YOUR ASSIGNMENT.
Continue the article on HRSA's 340B budget requests, picking up right after its final sentence.

TEXT SECTION.
HRSA Wants Reporting Requirements on Use of 340B Savings and Compliance and Reporting Requirements on Use of Contract Pharmacies

The U.S. Health Resources and Services Administration has asked Congress for general rulemaking authority over the 340B program so it can establish “reporting requirements and definitions for the use of [340B] savings and contract pharmacy utilization.”

The Biden administration made the request Thursday in its fiscal year 2024 budget for the Department of Health and Human Services. Congress can and often does decline to act on such requests.

The HHS FY 2024 Budget in Brief released March 10 included just the proposal to require 340B covered entities “to annually report to HRSA how the savings achieved through the program benefits the communities they serve.” The administration’s last two budgets made similar pitches to give HRSA more power so it could track how entities use 340B savings. HRSA first began asking Congress for comprehensive regulatory power over 340B in the 2017 budget.

New Emphasis on Contract Pharmacy Compliance

HRSA released its more detailed FY 2024 budget justification to Congress yesterday. For the first time, it is believed, HRSA said it wants general regulatory authority “to strengthen compliance and transparency related to the utilization of contract pharmacies.” HRSA’s request for “explicit regulatory authority to define necessary terms” also came in this document.

Although it did not say so explicitly, HRSA possibly wants to strengthen drug manufacturer compliance and covered entity transparency regarding use of contract pharmacies. HRSA’s stance on manufacturers and contract pharmacy compliance is well known: It says drug makers may not impose conditions on shipments of 340B-purchased drugs. What HRSA would require entities to disclose about their use of contract pharmacies is not known.

The administration wants $17 million for the 340B program in FY 2024, the same as it sought for 2023, 2022, and 2020. This year’s spending level is $12 million. 2020 was the last year that HRSA sought a 0.1% user fee on 340B purchases to fund the 340B program. The user fee proposal never received traction on Capitol Hill and was opposed aggressively by 340B providers.

Data items
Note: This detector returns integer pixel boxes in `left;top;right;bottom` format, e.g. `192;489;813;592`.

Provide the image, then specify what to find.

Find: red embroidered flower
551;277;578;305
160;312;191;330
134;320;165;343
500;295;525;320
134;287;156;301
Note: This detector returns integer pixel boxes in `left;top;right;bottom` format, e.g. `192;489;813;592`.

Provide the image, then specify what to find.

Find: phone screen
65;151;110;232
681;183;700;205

==

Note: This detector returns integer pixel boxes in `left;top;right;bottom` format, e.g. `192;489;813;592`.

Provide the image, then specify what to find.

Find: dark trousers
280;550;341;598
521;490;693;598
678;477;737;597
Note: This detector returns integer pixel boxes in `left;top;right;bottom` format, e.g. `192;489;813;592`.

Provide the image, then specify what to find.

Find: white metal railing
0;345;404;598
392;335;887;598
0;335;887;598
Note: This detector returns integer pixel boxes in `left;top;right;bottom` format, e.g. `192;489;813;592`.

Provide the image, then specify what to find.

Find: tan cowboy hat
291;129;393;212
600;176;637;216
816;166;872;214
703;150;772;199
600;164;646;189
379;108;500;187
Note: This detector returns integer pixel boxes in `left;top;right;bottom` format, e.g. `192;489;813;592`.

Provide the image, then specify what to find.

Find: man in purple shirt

REPLY TO THE TASK.
“The FY 2024 budget request provides resources for the 340B program to educate participating covered entities and prospective sites on compliance with statutory requirements,” HRSA’s budget justification said. “For participating covered entities, HRSA will continue to expand its oversight and compliance activities. HRSA will continue to conduct audits of manufacturers, which should not only increase compliance, but also guide future technical assistance.”

HRSA said it “will continue to implement improvements to the [340B] administrative dispute resolution process” and “increase the audit and oversight functions, including additional manufacturer and covered entities audits.”

Elsewhere in the president’s budget, the administration proposes

  • Extending the Inflation Reduction Act’s $35 cap on out-of-pocket costs per monthly insulin product in Medicare to group and individual market plans.
  • Increasing the number of drugs subject to Medicare Parts B and D price negotiation under the IRA and making drugs eligible for negotiation sooner after their launch.
  • Expanding the IRA’s Parts B and D drug price inflation rebates to drugs paid for by commercial plans.
  • Increasing mandatory funding for the Health Center Program (which will expire on Oct. 1 unless reauthorized by Congress) from $4 billion this fiscal year to $5.2 billion in FY 2024, $6.3 billion in FY 2025, and $7.5 billion in FY 2026. Discretionary spending would rise from $1.8 billion in FY 2023 to $1.9 billion in FY 2024.